EXCERPTED TEXT »
◇ ◇ ◇ ◇
# New Wiring Harness



## trialsmm (Jan 6, 2011)

I have decided to rewire my 1966 GTO. Question, wiring harness do you recommend? I mainly want to rewire dash and engine compartment.
I have an HEI ignition with not external coil. Original engine, Auto, PS, PB, AC.
Thanks,


----------



## WhittP (Jun 19, 2013)

I used American Autowire and I'm very pleased with the product. You'll need the dash harness, engine harness, light harness. You can go back from there and do the intermediate harness, console harness, and rear light harness too. They offer other options like the special tach wire, glove box/console light, courtesy light, etc. harness' too.

I have an aftermarket ditributor set up and they customized the engine harness for me at no additional charge. I believe there's an ebay store as well as a website.

Keep in mind, that dash rewiring is no small task. Good luck to you!


----------



## chuckha62 (Apr 5, 2010)

If it were mine and it's being kept stock (except for HEI), there is no question I would use M&H. They do EXACT reproductions of the original harness and they will modify for upgrades, such as HEI.


----------



## Matthew (Feb 11, 2011)

I agree with Chuckha. I have not used American Autowire, but M&H is good. Great tech support. Matt


----------



## BearGFR (Aug 25, 2008)

+1 for M&H - I replaced all the harnesses in my 69 with their products and am very pleased with both the accuracy and the quality.

Bear


----------



## trialsmm (Jan 6, 2011)

I had just received a AAW harness from Summit, have to return it because it doesn't work with factory A/C. Talked to AAW, so now have to order individual harness pieces.
I want to talk to M&H and do my homework before placing an order. Wow, it all adds up!
Thanks for all inputs.


----------



## leeklm (Mar 11, 2012)

Another vote for m&h which most pontiac suppliers like ames etc have access to. Did my entire 66 with it and excellent service when I called with a question. 

Sent from AutoGuide.com Free App


----------



## RunninLeMans (Apr 3, 2014)

So, a few months ago I bought the AAW full harness kit for my '64 LeMans. I had some electrical failures, lights went dead one day and then another day it went completely black. Bulkhead connectors look to be at the end of their useful life. Since it's not stock I wasn't worried about keeping it original. BUT, now that I'm taking the pieces out of the box and reading the instructions, I see there's a big hole to be cut in the firewall. No big deal, except for cramped access for the right tools, but I don't want to make a mess of it. Anyone done this already and have any tips? Drill four holes and use tin snips? Doesn't seem to be room to get a jigsaw or sawzall in there.

Thanks...


----------



## Goat Roper (Oct 28, 2014)
◇ ◇ ◇ ◇
TASKS TO COMPLETE »
a – In the wiring harness thread, why did trialsmm have to return the AAW harness from Summit?
b – Extend the wiring harness thread by writing on from its last line.
◇ ◇ ◇ ◇
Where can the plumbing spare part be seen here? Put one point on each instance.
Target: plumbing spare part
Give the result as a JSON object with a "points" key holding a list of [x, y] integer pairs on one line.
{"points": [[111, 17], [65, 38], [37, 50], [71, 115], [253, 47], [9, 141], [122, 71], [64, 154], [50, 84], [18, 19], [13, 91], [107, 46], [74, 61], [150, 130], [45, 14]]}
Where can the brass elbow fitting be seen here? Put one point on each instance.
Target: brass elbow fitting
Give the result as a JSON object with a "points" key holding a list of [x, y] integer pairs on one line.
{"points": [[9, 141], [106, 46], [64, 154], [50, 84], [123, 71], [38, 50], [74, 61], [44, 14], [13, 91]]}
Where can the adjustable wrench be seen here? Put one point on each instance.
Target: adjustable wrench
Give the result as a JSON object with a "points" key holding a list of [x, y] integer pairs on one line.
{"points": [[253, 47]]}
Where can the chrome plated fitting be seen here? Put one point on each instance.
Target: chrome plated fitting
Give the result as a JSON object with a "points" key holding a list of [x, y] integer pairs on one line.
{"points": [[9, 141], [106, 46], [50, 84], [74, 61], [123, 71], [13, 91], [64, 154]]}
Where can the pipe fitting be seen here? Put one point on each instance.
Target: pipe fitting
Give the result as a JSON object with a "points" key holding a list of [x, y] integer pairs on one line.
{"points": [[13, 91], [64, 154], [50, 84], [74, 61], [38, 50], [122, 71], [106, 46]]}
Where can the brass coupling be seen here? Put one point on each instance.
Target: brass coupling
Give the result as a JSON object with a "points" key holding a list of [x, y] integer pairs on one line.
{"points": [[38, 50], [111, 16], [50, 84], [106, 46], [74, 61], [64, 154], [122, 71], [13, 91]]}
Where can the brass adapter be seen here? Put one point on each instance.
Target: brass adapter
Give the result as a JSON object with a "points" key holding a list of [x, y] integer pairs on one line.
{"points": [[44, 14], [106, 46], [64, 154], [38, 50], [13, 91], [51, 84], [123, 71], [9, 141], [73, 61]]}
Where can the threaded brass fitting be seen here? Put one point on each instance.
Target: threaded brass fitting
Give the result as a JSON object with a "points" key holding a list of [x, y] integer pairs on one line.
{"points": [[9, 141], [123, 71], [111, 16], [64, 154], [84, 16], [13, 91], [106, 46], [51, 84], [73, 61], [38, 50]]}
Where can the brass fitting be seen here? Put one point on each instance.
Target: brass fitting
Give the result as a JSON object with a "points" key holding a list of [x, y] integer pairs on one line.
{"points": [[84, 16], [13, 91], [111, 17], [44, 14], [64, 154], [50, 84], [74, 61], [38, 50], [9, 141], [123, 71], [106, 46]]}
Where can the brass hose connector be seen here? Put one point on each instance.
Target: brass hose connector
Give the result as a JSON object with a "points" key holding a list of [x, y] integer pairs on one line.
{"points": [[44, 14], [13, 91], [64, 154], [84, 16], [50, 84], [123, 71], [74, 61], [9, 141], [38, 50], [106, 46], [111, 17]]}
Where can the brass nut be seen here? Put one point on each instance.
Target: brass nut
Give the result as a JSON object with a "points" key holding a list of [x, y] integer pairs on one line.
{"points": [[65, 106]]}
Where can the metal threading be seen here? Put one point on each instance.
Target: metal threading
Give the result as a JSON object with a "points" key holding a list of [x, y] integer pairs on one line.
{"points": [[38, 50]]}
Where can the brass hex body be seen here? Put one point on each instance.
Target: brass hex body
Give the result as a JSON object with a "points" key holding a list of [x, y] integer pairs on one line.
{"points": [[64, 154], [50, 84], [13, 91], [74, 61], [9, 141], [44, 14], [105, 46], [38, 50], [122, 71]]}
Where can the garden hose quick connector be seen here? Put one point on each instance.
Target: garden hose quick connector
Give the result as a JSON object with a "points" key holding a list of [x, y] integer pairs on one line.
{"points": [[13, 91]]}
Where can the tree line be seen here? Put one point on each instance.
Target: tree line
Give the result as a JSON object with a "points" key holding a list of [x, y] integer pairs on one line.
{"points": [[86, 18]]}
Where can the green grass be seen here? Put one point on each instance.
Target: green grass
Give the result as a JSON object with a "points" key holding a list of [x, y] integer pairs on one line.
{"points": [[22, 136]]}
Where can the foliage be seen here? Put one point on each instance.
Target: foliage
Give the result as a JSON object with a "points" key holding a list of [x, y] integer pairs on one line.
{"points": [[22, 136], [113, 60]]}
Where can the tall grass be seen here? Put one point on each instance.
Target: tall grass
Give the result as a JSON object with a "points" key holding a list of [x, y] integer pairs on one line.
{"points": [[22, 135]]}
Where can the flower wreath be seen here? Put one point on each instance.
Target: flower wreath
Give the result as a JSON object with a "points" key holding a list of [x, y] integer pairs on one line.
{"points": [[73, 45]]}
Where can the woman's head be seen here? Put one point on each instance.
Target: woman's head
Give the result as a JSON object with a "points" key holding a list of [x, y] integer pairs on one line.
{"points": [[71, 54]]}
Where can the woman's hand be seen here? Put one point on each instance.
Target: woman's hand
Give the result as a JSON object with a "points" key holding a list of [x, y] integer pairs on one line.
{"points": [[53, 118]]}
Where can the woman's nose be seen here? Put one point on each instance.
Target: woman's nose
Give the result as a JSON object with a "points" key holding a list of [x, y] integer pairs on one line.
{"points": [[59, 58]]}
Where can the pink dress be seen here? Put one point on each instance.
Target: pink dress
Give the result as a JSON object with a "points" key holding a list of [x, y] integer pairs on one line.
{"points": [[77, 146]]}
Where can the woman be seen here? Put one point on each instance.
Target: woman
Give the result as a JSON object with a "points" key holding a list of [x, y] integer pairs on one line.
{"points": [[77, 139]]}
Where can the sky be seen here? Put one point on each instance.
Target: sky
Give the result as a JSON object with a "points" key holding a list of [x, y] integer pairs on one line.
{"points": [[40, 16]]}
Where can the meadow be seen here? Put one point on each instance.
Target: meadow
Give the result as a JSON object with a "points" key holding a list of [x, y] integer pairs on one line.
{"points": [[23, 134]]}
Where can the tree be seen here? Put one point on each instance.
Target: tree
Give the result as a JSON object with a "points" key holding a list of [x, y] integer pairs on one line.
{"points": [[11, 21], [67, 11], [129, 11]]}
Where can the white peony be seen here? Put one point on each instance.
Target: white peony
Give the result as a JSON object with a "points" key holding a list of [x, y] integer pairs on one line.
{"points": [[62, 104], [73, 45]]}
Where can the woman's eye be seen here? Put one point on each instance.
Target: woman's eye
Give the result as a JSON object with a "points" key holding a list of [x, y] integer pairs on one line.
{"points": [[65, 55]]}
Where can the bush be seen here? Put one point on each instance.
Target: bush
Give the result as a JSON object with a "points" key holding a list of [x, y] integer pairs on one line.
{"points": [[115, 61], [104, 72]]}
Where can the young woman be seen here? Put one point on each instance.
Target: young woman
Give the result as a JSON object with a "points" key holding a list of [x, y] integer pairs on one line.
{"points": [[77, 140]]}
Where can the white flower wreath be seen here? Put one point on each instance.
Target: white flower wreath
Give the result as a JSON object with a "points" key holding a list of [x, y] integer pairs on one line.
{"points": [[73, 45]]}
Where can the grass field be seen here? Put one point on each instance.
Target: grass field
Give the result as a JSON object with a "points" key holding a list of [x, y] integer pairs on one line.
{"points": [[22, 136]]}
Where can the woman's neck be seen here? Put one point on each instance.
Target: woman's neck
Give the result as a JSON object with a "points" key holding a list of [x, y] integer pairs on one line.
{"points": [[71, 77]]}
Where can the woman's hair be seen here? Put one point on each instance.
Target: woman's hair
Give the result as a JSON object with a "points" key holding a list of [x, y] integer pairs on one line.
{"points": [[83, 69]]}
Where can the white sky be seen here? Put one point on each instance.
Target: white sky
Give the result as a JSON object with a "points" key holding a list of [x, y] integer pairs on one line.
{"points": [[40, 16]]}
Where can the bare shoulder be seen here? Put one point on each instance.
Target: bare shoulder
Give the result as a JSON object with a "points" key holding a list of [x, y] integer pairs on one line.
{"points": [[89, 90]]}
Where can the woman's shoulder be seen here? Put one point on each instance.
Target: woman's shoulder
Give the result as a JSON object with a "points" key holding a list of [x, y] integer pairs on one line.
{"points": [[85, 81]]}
◇ ◇ ◇ ◇
EXPECTED ANSWERS »
a – It doesn't work with factory A/C.

b –
trialsmm said:


> I had just received a AAW harness from Summit, have to return it because it doesn't work with factory A/C. Talked to AAW, so now have to order individual harness pieces.
> I want to talk to M&H and do my homework before placing an order. Wow, it all adds up!
> Thanks for all inputs.


I removed the hacks that were done under the dash and used solder and shrink tube to repair that harness.
On the engine side I went with M&H and you need the harness with A/C, I ordered the longer HO one and the tube that goes on the motor mount to reroute the starter wires.
You will also need a separate smaller harness for the A/C that plugs into the engine harness.
There is also a separate harness for the lights if you need that one.
Call them and explain what options you have on the car and they will make sure you get the harnesses you need.


----------



## RunninLeMans (Apr 3, 2014)

HAHAHAHAHAHAHAHA it's comical that I thought the bulkhead hole would be the hard part of this job. Die grinder made short work of it.....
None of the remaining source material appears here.